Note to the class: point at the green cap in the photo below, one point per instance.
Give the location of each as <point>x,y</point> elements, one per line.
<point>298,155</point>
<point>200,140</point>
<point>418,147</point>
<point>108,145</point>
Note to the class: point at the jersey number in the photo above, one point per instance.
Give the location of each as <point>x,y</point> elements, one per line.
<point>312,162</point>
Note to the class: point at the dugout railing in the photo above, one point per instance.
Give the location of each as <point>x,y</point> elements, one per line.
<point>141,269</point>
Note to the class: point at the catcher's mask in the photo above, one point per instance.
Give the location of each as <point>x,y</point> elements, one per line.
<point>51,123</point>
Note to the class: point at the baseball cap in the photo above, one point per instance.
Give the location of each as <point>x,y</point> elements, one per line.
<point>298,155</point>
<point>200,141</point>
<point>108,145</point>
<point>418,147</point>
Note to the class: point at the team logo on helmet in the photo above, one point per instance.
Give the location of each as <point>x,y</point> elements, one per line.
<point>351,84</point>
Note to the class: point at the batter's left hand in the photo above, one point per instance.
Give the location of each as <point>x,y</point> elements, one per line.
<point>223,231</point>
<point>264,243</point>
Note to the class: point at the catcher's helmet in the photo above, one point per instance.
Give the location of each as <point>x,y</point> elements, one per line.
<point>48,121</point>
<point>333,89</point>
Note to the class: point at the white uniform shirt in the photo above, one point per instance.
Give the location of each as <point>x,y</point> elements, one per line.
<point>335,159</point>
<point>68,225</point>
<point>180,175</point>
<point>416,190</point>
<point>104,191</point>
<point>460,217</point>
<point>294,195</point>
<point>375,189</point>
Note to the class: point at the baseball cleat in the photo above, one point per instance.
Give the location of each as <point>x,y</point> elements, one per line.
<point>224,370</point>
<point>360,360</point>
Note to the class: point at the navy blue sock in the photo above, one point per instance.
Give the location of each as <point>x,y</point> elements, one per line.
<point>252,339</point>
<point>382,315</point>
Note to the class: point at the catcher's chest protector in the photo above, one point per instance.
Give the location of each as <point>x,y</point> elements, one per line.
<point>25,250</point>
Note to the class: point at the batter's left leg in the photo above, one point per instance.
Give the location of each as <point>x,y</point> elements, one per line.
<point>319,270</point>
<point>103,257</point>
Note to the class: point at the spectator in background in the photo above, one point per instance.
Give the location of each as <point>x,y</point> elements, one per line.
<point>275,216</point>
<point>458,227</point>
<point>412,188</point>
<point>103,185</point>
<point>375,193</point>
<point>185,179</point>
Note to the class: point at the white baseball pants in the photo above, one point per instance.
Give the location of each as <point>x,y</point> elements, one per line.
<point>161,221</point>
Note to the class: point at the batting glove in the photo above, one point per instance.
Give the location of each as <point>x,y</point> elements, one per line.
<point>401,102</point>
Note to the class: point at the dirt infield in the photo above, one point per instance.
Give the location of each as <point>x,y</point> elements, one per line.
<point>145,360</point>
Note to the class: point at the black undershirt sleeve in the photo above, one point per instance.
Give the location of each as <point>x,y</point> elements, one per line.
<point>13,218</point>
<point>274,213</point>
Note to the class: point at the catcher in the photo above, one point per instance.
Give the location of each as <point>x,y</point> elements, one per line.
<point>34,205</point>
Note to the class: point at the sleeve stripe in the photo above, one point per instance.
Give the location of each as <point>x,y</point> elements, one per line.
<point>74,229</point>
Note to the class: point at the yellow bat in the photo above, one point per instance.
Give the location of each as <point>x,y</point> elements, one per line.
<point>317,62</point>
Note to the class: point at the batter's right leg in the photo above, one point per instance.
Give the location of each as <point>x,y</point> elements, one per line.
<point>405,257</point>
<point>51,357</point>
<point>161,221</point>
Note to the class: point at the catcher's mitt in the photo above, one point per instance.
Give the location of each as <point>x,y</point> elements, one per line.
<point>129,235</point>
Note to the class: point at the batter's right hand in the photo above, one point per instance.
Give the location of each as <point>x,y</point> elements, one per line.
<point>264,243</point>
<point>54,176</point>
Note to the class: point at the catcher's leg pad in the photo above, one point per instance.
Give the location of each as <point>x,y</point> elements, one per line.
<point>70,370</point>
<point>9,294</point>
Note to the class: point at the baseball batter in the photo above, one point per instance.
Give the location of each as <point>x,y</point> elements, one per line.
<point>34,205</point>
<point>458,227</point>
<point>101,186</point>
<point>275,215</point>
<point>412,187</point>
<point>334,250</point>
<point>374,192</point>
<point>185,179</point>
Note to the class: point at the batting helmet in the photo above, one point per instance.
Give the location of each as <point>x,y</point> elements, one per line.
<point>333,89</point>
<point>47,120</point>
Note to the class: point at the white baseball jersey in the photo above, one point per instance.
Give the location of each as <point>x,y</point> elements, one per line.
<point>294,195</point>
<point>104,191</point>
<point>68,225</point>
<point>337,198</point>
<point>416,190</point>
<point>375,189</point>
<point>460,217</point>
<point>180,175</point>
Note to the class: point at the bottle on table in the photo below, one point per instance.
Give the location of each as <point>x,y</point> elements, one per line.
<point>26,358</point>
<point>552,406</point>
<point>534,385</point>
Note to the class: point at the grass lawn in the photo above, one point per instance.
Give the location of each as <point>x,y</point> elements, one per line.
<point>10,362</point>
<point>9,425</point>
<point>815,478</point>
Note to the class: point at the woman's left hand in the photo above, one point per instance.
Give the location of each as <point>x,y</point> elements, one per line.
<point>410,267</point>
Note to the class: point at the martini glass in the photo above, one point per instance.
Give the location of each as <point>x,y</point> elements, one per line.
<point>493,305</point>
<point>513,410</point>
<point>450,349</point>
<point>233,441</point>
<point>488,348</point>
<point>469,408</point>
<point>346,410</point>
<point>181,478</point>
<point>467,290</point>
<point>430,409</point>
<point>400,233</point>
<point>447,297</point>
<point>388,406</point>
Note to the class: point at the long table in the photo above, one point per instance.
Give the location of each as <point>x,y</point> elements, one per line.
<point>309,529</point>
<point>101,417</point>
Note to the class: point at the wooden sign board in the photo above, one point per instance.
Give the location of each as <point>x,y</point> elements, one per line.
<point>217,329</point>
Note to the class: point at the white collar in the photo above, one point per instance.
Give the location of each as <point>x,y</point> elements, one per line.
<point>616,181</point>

YOUR TASK: Rewrite the rows from the line with "Note to the class: point at the batter's right hand" up to and including the line with "<point>9,294</point>", replacing "leg pad" with "shin guard" and leaving everything else as it is.

FINISHED EXERCISE:
Note to the class: point at the batter's right hand in the photo above, one point per instance.
Give the location of each as <point>x,y</point> elements, one per line.
<point>264,243</point>
<point>54,176</point>
Note to the class: point at the catcher's shin guard in the photo above, one point per instance.
Give the location of each as <point>x,y</point> elements, one per line.
<point>70,370</point>
<point>9,294</point>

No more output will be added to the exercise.